ステップS4において,制御部20は,座標入力部2により検出された情報に基づいて,第1点目のタッチ入力が継続している間に第2点目のタッチ入力が行われたか否かを判断する。図3に示されるように,第2点目のタッチ点P2は,例えばユーザの親指が座標入力部2に接触した点である。座標入力部2により第2点目のタッチ点P2の入力が検出されると,制御部20は第2点目のタッチ点P2の座標情報を取得し,取得した座標情報を座標記憶部6に一時的に記憶する。第1点目のタッチ入力が継続している間に第2点目のタッチ入力が行われたと判断した場合にはステップS5へと進み,第2点目のタッチ入力が行われなかったと判断した場合にはステップS17へと進む。なお,タッチ入力待機状態(ステップS1)において,第1点目のタッチ入力と第2点目のタッチ入力が同時に検出された場合には,ステップS2〜ステップS4までの処理を同時に行なってステップS5へと進むこともできる。
ステップS5において,制御部20は,第1点目のタッチ点P1と第2点目のタッチ点P2の座標情報を座標記憶部6から読み出し,これらの座標情報に基づいて第1中間点M1の座標を算出する。図3に示された例において,第1中間点M1は,第1点目のタッチ点P1と第2点目のタッチ点P2の丁度中間の位置に設定されている。すなわち,第1中間点M1は,第1点目のタッチ点P1と第2点目のタッチ点P2を結ぶ線分上において,第1点目のタッチ点P1と第2点目のタッチ点P2との距離が等しくなる位置に設定されている。ただし,第1中間点M1を設定する位置は,上記のものに限定されず,第1点目のタッチ点P1と第2点目のタッチ点P2の座標情報に基づいて設定可能な位置であればどのような位置であってもよい。例えば,第1中間点M1は,第1点目のタッチ点P1と第2点目のタッチ点P2を結ぶ線分上において,第1点目のタッチ点P1と第2点目のタッチ点P2との距離が,6:4となるような位置に設定されても良い。なお,第1点目のタッチ点P1と第2点目のタッチ点P2との距離の比率は任意に設定できる。その他,種々の条件に応じて,第1点目のタッチ点P1と第2点目のタッチ点P2の座標情報に基づいて第1中間点の座標を設定できる。
また,図4には,別の条件により設定された第1中間点M1の例が示されている。図4の例において,第1中間点M1は,第1点目のタッチ点P1と第2点目のタッチ点P2が底角に位置する二等辺三角形の頂角の位置に設けられている。すなわち,図4に示されるように,第1中間点M1は,第1点目のタッチ点P1と第2点目のタッチ点P2を結ぶ線分から,二等辺三角形の高さhの分だけ離れた位置に設定される。このように,第1中間点M1を,第1点目のタッチ点P1と第2点目のタッチ点P2を結ぶ線分から所定距離hだけ離れた位置に設定することで,ユーザが,タッチパネルディスプレイ10に表示される第1中間点M1の位置を目視し易くなるという利点がある。つまり,第1点目のタッチ点P1と第2点目のタッチ点P2を結ぶ線分上に第1中間点M1を設定すると,第1中間点M1は,視る角度によってはユーザの手に隠れてしまい目視しにくくなるという問題がある。この点,図4に示される位置に第1中間点M1を設定することで,第1中間点M1がユーザの手に隠れることを防止でき,ユーザは第1中間点M1の位置を把握し易くなる。

§ 与えられた記録:
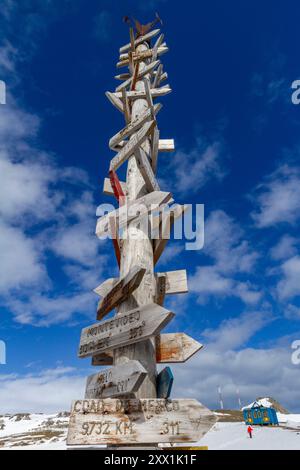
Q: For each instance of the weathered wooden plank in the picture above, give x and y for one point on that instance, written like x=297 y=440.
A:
x=176 y=283
x=166 y=145
x=146 y=170
x=140 y=40
x=154 y=149
x=133 y=210
x=138 y=74
x=138 y=56
x=175 y=347
x=117 y=187
x=133 y=421
x=126 y=107
x=155 y=92
x=126 y=328
x=133 y=126
x=121 y=291
x=164 y=383
x=115 y=100
x=129 y=149
x=107 y=188
x=171 y=348
x=118 y=381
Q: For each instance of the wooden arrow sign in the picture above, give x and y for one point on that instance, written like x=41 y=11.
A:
x=139 y=74
x=121 y=291
x=133 y=421
x=140 y=40
x=116 y=382
x=126 y=328
x=175 y=347
x=133 y=127
x=176 y=283
x=171 y=348
x=135 y=95
x=133 y=210
x=164 y=383
x=135 y=142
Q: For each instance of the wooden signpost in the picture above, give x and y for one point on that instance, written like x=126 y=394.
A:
x=132 y=421
x=164 y=383
x=116 y=382
x=126 y=328
x=121 y=290
x=129 y=402
x=171 y=348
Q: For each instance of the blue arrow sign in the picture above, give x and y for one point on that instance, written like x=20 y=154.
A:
x=164 y=383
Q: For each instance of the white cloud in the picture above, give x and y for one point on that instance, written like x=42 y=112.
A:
x=261 y=371
x=49 y=391
x=289 y=284
x=232 y=256
x=285 y=248
x=192 y=169
x=278 y=199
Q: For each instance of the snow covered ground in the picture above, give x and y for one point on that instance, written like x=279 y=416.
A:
x=42 y=432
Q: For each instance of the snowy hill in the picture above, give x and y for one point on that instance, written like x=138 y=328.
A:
x=48 y=432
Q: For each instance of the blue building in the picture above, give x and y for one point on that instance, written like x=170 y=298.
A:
x=260 y=415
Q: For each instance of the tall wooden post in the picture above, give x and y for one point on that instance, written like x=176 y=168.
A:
x=129 y=403
x=137 y=252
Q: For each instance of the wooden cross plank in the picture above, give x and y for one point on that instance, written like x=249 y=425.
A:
x=176 y=283
x=132 y=127
x=146 y=170
x=164 y=383
x=117 y=188
x=115 y=240
x=155 y=92
x=121 y=291
x=132 y=421
x=115 y=100
x=124 y=329
x=171 y=348
x=140 y=40
x=129 y=149
x=108 y=190
x=119 y=381
x=141 y=56
x=166 y=145
x=138 y=74
x=133 y=210
x=154 y=149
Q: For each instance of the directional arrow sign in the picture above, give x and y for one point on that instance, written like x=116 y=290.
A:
x=117 y=381
x=133 y=421
x=170 y=348
x=126 y=328
x=175 y=347
x=132 y=145
x=164 y=383
x=132 y=210
x=133 y=127
x=121 y=291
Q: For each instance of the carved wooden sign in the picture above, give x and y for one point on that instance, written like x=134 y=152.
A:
x=115 y=382
x=164 y=383
x=171 y=348
x=130 y=327
x=135 y=142
x=121 y=291
x=132 y=210
x=133 y=421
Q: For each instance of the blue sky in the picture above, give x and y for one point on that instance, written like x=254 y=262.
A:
x=231 y=66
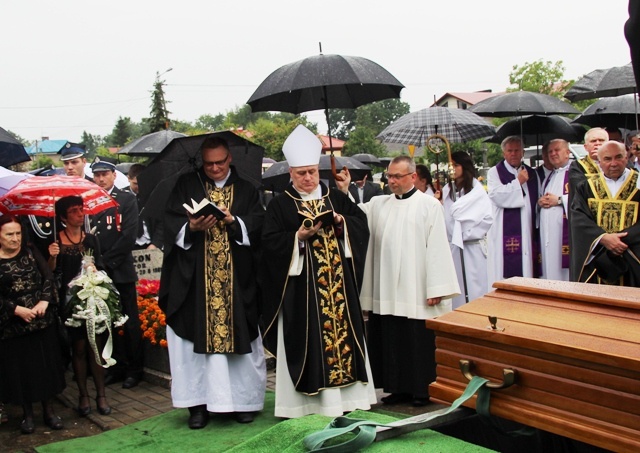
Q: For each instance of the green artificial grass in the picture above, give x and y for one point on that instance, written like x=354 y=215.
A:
x=169 y=433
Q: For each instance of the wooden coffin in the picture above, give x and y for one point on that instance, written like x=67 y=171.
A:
x=574 y=348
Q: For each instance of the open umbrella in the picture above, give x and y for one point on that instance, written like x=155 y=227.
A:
x=11 y=150
x=614 y=112
x=8 y=179
x=37 y=196
x=456 y=125
x=324 y=82
x=150 y=144
x=521 y=103
x=276 y=178
x=183 y=155
x=538 y=129
x=601 y=83
x=367 y=159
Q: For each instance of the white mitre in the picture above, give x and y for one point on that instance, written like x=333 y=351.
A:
x=302 y=148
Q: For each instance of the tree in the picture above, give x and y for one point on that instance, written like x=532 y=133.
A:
x=159 y=119
x=375 y=117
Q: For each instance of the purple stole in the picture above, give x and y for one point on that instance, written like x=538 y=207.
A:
x=565 y=223
x=512 y=227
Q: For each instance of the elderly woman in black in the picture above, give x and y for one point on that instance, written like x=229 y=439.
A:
x=30 y=359
x=65 y=257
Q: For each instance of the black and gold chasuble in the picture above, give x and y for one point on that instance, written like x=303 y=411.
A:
x=209 y=290
x=218 y=274
x=323 y=326
x=596 y=211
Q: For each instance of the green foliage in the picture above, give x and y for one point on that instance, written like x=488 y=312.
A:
x=40 y=162
x=363 y=140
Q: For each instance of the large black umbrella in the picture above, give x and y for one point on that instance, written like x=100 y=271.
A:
x=616 y=112
x=276 y=177
x=11 y=150
x=324 y=82
x=601 y=83
x=456 y=125
x=521 y=103
x=151 y=144
x=183 y=155
x=539 y=129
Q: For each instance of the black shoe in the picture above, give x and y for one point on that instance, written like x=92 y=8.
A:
x=53 y=422
x=83 y=410
x=105 y=409
x=244 y=417
x=130 y=382
x=420 y=402
x=27 y=426
x=111 y=377
x=396 y=398
x=199 y=417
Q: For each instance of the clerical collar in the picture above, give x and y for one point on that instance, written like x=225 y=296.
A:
x=406 y=195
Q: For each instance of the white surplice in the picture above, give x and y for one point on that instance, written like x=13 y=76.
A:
x=408 y=258
x=511 y=195
x=468 y=219
x=551 y=228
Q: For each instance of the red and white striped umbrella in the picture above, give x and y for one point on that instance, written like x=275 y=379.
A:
x=37 y=196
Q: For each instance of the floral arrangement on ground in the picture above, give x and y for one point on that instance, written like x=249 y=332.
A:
x=152 y=320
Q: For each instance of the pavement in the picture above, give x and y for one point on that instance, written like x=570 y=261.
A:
x=153 y=397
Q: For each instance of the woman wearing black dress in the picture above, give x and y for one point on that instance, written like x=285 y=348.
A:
x=66 y=259
x=30 y=358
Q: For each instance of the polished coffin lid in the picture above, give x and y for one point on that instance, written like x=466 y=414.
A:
x=575 y=350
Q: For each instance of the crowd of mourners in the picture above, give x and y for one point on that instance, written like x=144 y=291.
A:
x=334 y=281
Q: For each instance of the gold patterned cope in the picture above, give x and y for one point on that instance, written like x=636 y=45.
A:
x=613 y=213
x=324 y=261
x=590 y=167
x=218 y=277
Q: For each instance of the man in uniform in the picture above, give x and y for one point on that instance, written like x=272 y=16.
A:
x=554 y=228
x=513 y=237
x=409 y=277
x=209 y=293
x=604 y=222
x=312 y=272
x=115 y=229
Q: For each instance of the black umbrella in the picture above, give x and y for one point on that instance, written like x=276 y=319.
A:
x=324 y=82
x=521 y=103
x=151 y=144
x=183 y=155
x=616 y=112
x=456 y=125
x=11 y=150
x=539 y=129
x=276 y=177
x=367 y=158
x=601 y=83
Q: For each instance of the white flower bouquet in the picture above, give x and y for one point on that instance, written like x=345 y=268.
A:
x=94 y=302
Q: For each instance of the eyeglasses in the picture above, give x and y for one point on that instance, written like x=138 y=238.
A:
x=218 y=163
x=399 y=176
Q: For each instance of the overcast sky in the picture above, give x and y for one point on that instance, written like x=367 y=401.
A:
x=72 y=65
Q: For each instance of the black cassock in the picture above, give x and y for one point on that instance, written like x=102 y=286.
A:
x=322 y=318
x=604 y=266
x=185 y=276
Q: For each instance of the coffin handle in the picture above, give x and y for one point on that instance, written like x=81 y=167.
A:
x=508 y=375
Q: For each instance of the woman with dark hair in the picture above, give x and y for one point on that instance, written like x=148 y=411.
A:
x=467 y=211
x=65 y=258
x=424 y=182
x=30 y=358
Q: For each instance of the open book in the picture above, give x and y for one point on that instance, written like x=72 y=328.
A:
x=326 y=218
x=204 y=208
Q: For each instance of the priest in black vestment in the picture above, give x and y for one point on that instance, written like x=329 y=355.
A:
x=209 y=292
x=604 y=222
x=312 y=271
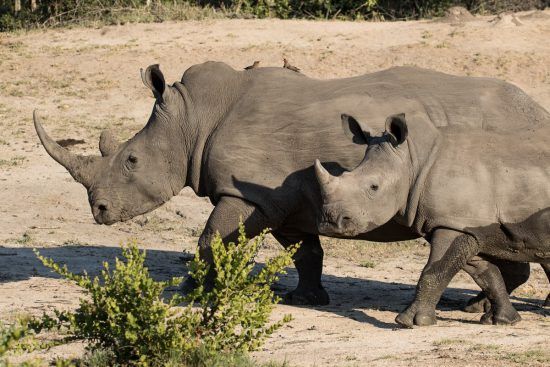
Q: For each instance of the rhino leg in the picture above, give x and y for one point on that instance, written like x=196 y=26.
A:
x=513 y=273
x=225 y=219
x=457 y=249
x=487 y=275
x=309 y=264
x=546 y=268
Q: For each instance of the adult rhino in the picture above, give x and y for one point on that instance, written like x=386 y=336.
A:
x=246 y=139
x=475 y=192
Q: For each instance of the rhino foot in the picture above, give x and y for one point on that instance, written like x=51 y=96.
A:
x=310 y=297
x=507 y=316
x=478 y=304
x=410 y=317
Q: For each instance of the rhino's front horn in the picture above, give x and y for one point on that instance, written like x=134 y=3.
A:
x=80 y=167
x=107 y=143
x=323 y=176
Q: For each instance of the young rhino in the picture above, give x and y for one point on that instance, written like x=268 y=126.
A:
x=476 y=193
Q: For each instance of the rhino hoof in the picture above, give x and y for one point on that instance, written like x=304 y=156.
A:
x=409 y=318
x=503 y=317
x=317 y=297
x=478 y=304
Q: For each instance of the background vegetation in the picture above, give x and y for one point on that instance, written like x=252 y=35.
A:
x=16 y=14
x=126 y=318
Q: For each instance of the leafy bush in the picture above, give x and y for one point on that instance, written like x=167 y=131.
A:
x=124 y=318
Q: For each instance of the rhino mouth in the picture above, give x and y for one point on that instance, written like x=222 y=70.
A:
x=110 y=217
x=344 y=228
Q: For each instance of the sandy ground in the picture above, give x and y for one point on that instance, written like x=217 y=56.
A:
x=84 y=80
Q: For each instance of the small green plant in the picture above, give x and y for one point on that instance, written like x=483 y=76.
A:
x=125 y=320
x=24 y=239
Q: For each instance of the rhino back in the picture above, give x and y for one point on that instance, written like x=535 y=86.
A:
x=264 y=147
x=480 y=179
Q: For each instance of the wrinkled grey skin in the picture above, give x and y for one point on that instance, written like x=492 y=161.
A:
x=475 y=193
x=246 y=139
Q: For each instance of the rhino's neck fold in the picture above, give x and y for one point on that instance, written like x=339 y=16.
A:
x=207 y=103
x=420 y=168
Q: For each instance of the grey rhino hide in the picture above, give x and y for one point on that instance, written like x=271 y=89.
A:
x=476 y=192
x=246 y=139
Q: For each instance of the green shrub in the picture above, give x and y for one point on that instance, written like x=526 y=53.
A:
x=124 y=318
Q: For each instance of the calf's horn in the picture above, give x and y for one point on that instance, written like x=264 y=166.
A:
x=80 y=167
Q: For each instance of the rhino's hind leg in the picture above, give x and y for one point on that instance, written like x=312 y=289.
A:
x=488 y=276
x=437 y=274
x=546 y=268
x=514 y=275
x=309 y=264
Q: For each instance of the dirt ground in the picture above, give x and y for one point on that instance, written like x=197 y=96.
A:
x=84 y=80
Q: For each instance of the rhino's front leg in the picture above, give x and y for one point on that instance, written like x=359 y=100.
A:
x=225 y=219
x=309 y=264
x=546 y=268
x=437 y=274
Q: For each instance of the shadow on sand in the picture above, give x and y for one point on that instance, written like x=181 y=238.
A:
x=350 y=297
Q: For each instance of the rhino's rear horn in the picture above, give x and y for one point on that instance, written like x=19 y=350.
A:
x=81 y=168
x=323 y=176
x=107 y=143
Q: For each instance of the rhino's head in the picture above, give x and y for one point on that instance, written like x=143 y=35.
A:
x=374 y=192
x=136 y=176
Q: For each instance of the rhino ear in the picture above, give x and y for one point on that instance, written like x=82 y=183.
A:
x=354 y=131
x=153 y=79
x=396 y=129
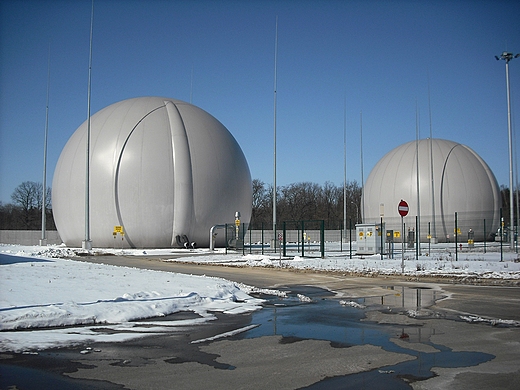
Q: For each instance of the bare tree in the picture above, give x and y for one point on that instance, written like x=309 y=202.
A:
x=28 y=198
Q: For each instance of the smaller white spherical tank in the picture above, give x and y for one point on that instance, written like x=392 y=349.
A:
x=452 y=179
x=163 y=169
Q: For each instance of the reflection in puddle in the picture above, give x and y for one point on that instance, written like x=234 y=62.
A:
x=326 y=319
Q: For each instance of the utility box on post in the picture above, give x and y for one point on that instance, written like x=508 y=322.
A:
x=371 y=238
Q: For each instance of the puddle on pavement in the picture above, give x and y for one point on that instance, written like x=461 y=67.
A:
x=326 y=319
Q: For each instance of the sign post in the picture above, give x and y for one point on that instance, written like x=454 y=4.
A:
x=403 y=212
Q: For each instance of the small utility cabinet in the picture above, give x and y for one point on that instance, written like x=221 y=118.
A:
x=371 y=238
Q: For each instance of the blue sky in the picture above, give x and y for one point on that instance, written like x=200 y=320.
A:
x=334 y=57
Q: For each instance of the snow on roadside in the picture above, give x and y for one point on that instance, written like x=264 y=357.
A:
x=41 y=292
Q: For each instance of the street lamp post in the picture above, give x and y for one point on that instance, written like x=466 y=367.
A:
x=357 y=211
x=506 y=56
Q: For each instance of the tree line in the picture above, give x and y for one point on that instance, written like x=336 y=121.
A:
x=294 y=202
x=25 y=211
x=305 y=201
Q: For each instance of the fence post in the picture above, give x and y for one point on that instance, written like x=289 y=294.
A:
x=501 y=235
x=350 y=234
x=456 y=239
x=303 y=243
x=284 y=239
x=485 y=237
x=225 y=237
x=262 y=238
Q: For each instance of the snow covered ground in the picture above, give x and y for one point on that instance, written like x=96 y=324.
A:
x=66 y=302
x=48 y=300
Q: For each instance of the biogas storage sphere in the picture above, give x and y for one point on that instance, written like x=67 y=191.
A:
x=452 y=179
x=163 y=170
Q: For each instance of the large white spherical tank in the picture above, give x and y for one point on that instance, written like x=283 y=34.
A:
x=452 y=179
x=163 y=169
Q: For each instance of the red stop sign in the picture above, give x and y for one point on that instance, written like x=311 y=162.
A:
x=403 y=208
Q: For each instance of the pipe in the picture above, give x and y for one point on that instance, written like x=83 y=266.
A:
x=212 y=235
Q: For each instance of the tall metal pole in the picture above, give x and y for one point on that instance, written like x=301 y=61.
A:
x=87 y=243
x=43 y=240
x=362 y=175
x=418 y=227
x=274 y=146
x=345 y=163
x=432 y=178
x=508 y=57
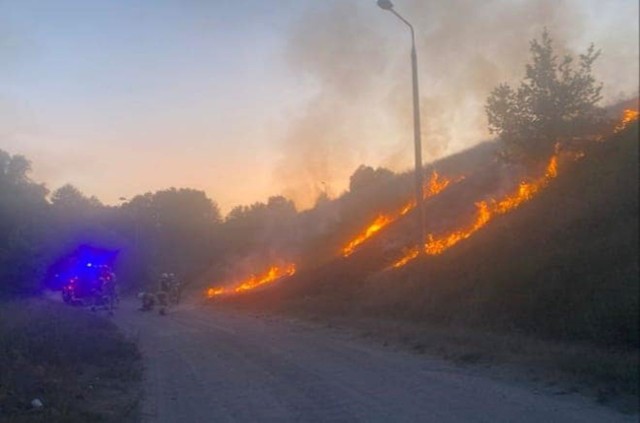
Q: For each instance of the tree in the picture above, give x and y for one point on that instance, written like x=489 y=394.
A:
x=556 y=101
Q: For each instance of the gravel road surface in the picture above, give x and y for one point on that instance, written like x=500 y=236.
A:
x=206 y=364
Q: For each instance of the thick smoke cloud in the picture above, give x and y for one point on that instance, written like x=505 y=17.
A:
x=356 y=58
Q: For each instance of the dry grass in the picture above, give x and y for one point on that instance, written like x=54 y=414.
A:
x=76 y=363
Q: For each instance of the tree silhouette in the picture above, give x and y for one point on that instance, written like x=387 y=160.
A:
x=556 y=101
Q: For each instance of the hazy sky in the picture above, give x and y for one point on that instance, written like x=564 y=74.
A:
x=247 y=99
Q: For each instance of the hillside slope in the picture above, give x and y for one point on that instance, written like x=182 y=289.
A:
x=562 y=266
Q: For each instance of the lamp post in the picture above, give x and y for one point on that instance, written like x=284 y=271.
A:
x=388 y=6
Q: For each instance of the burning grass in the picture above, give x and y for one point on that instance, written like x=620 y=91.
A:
x=431 y=188
x=274 y=273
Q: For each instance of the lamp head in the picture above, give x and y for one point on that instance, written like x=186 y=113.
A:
x=385 y=4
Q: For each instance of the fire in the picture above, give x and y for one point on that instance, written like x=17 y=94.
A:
x=628 y=117
x=431 y=188
x=485 y=211
x=408 y=256
x=272 y=274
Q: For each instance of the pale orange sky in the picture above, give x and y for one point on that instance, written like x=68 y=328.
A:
x=250 y=99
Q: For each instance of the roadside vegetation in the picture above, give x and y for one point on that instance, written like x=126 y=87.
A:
x=551 y=288
x=61 y=364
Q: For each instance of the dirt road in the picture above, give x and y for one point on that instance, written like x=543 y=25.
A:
x=212 y=365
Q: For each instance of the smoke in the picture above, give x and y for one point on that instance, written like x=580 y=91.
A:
x=334 y=51
x=356 y=59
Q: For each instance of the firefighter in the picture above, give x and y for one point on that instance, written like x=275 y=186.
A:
x=148 y=301
x=108 y=286
x=163 y=293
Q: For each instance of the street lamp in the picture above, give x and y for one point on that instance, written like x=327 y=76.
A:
x=388 y=6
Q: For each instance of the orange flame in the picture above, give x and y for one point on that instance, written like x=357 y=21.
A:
x=254 y=281
x=485 y=211
x=628 y=117
x=431 y=188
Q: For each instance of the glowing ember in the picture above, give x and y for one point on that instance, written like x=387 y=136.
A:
x=485 y=211
x=433 y=187
x=408 y=256
x=628 y=117
x=274 y=273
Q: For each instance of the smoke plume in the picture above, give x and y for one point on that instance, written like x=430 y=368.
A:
x=355 y=59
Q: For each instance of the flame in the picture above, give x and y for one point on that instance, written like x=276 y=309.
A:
x=272 y=274
x=628 y=117
x=409 y=255
x=431 y=188
x=485 y=211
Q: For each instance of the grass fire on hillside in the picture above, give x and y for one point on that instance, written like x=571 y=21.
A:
x=435 y=244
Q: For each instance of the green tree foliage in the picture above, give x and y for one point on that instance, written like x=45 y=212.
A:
x=556 y=101
x=23 y=212
x=174 y=230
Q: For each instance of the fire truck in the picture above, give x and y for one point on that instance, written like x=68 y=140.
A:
x=85 y=277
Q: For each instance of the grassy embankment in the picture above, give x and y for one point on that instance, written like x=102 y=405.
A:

§ やること:
- A) 抜粋の「また,図4には,別の条件によ」から「M1の位置を把握し易くなる。」までを、一字も変えずにすべて書き写してください。
- B) 抜粋によると、ステップS4で第2点目のタッチ入力が行われなかったと判断した場合、制御部20はどのステップへ進みますか。

§ 問題の解答:
- A)
また,図4には,別の条件により設定された第1中間点M1の例が示されている。図4の例において,第1中間点M1は,第1点目のタッチ点P1と第2点目のタッチ点P2が底角に位置する二等辺三角形の頂角の位置に設けられている。すなわち,図4に示されるように,第1中間点M1は,第1点目のタッチ点P1と第2点目のタッチ点P2を結ぶ線分から,二等辺三角形の高さhの分だけ離れた位置に設定される。このように,第1中間点M1を,第1点目のタッチ点P1と第2点目のタッチ点P2を結ぶ線分から所定距離hだけ離れた位置に設定することで,ユーザが,タッチパネルディスプレイ10に表示される第1中間点M1の位置を目視し易くなるという利点がある。つまり,第1点目のタッチ点P1と第2点目のタッチ点P2を結ぶ線分上に第1中間点M1を設定すると,第1中間点M1は,視る角度によってはユーザの手に隠れてしまい目視しにくくなるという問題がある。この点,図4に示される位置に第1中間点M1を設定することで,第1中間点M1がユーザの手に隠れることを防止でき,ユーザは第1中間点M1の位置を把握し易くなる。

- B) ステップS17へ進みます。